> [Written problem]
Copy out the lines of the entries below, from the line containing "occurrence of pedestrian" through the line containing "[1209,234,1233,275]", both included, with no changes.

> [Working data]
— START —
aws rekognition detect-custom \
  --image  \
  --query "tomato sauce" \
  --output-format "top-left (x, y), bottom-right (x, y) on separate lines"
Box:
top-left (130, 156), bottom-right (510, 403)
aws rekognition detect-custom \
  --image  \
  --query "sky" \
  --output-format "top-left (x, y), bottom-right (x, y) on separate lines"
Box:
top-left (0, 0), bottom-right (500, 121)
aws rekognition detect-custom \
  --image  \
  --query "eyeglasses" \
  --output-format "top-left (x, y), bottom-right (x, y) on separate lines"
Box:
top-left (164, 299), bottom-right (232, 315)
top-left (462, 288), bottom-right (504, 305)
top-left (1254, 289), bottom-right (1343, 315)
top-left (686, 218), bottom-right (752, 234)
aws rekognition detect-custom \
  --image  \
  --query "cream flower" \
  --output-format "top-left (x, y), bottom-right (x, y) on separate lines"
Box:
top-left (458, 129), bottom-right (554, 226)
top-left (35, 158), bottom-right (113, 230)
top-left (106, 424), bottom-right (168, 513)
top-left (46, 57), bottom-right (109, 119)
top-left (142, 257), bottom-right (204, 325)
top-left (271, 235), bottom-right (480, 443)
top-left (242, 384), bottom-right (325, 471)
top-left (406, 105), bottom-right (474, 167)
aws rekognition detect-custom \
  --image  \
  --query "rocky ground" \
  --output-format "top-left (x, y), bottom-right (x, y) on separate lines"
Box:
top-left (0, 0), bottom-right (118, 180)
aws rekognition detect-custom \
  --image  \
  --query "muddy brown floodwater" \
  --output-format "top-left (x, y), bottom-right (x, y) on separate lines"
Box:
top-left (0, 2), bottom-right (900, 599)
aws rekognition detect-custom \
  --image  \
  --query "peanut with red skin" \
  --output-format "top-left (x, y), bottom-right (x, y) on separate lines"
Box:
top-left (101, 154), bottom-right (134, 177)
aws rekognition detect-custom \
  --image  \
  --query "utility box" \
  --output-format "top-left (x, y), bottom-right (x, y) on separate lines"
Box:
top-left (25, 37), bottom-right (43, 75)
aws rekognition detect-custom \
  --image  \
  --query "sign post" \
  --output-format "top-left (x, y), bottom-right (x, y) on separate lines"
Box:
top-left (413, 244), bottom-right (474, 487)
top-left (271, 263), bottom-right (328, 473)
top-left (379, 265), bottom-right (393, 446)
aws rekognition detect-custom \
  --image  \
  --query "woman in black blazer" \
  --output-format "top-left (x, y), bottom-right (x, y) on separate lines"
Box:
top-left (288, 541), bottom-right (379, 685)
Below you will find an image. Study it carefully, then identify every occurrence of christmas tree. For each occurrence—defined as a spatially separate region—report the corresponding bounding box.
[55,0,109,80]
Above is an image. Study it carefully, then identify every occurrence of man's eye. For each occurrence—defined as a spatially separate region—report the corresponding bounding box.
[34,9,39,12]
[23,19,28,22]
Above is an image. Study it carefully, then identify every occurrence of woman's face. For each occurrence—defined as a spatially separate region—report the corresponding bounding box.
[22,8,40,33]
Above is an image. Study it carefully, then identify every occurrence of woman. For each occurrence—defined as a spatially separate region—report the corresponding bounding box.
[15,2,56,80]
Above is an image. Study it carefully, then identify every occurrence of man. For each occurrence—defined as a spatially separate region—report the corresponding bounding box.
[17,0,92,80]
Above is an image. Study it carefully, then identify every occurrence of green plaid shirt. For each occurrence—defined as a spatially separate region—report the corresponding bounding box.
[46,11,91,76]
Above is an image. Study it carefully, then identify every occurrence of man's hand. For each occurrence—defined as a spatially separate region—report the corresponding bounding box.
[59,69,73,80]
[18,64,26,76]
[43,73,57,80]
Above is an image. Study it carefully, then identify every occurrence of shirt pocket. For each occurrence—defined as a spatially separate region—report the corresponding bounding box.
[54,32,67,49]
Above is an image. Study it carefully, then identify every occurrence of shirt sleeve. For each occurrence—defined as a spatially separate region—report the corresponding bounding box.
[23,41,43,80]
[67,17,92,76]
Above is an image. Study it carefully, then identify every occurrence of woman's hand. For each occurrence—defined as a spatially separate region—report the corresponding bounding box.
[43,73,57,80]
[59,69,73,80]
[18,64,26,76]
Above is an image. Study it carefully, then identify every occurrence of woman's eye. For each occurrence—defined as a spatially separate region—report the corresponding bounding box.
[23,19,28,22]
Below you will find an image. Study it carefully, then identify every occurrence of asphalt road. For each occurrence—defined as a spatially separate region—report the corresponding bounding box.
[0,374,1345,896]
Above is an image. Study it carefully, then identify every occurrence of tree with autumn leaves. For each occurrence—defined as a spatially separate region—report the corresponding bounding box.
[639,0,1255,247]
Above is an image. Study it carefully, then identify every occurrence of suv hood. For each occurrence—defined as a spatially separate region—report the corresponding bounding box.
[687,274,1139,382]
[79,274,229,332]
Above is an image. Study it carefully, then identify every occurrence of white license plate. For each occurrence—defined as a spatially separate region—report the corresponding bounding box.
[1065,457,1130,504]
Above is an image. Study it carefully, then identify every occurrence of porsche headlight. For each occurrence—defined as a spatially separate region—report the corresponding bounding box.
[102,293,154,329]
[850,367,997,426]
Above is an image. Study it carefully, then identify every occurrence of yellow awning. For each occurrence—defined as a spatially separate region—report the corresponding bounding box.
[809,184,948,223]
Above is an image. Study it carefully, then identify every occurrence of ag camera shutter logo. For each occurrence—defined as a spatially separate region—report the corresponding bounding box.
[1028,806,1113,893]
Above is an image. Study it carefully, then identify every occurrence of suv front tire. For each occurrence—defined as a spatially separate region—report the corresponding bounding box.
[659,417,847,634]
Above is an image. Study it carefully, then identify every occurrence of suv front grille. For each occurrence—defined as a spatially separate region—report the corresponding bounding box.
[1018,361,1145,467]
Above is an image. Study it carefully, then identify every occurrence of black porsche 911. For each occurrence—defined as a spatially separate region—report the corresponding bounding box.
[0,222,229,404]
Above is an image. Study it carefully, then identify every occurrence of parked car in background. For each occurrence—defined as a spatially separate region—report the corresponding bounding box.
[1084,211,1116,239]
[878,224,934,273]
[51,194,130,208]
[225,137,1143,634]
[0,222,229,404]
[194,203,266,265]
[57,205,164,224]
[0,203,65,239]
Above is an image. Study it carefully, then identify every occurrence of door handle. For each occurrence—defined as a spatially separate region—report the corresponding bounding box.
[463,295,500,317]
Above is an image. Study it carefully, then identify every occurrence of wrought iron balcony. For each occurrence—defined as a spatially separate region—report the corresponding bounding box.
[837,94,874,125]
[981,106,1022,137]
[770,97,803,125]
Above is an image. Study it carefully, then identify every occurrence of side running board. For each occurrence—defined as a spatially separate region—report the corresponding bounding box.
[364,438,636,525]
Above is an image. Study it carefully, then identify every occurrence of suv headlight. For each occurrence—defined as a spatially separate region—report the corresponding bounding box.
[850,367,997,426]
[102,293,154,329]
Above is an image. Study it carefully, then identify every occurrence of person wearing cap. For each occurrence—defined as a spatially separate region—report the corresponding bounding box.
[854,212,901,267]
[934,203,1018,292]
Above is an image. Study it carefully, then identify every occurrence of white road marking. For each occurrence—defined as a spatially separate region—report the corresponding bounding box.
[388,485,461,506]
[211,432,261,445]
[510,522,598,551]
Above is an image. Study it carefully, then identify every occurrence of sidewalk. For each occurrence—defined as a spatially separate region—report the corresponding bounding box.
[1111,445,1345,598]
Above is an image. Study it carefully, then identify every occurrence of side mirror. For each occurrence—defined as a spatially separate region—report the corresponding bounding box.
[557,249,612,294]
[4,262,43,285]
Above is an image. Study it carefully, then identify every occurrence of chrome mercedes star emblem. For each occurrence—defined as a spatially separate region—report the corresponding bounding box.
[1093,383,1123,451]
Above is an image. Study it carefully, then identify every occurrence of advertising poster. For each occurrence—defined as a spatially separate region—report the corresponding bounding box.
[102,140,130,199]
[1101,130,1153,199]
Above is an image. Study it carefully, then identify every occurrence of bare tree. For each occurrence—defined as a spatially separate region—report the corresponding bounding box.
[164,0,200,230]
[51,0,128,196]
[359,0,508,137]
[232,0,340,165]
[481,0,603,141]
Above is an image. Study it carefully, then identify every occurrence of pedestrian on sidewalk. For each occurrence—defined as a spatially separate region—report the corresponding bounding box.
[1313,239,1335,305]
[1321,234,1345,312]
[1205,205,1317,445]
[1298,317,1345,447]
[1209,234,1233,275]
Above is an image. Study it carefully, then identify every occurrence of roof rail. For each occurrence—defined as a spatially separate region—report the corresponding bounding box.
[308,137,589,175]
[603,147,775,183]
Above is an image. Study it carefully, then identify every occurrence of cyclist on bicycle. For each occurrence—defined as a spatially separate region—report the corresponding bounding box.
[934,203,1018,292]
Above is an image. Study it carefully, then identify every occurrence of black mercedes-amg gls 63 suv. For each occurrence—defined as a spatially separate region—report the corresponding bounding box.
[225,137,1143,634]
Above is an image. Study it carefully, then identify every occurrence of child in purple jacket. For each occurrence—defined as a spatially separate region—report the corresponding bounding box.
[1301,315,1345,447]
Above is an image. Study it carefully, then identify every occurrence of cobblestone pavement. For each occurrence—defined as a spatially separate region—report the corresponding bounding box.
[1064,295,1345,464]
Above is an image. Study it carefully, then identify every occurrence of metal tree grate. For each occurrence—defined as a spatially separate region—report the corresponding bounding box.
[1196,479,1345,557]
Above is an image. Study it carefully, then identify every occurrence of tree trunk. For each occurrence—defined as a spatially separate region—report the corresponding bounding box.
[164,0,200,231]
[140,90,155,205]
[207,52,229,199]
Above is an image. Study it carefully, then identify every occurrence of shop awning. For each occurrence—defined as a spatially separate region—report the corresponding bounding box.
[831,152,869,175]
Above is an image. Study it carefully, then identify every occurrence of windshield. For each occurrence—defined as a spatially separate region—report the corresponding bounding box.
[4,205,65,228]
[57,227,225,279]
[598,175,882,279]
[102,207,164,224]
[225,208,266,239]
— END —
> [Exercise answer]
Above is an image. Study it carefully, then identify every occurrence of pedestrian on sidewalk. For each occurrence—defined as a spatially separate region—report the corresponding bounding box.
[1313,239,1335,305]
[1321,234,1345,312]
[1205,205,1317,445]
[1298,317,1345,447]
[1209,234,1233,275]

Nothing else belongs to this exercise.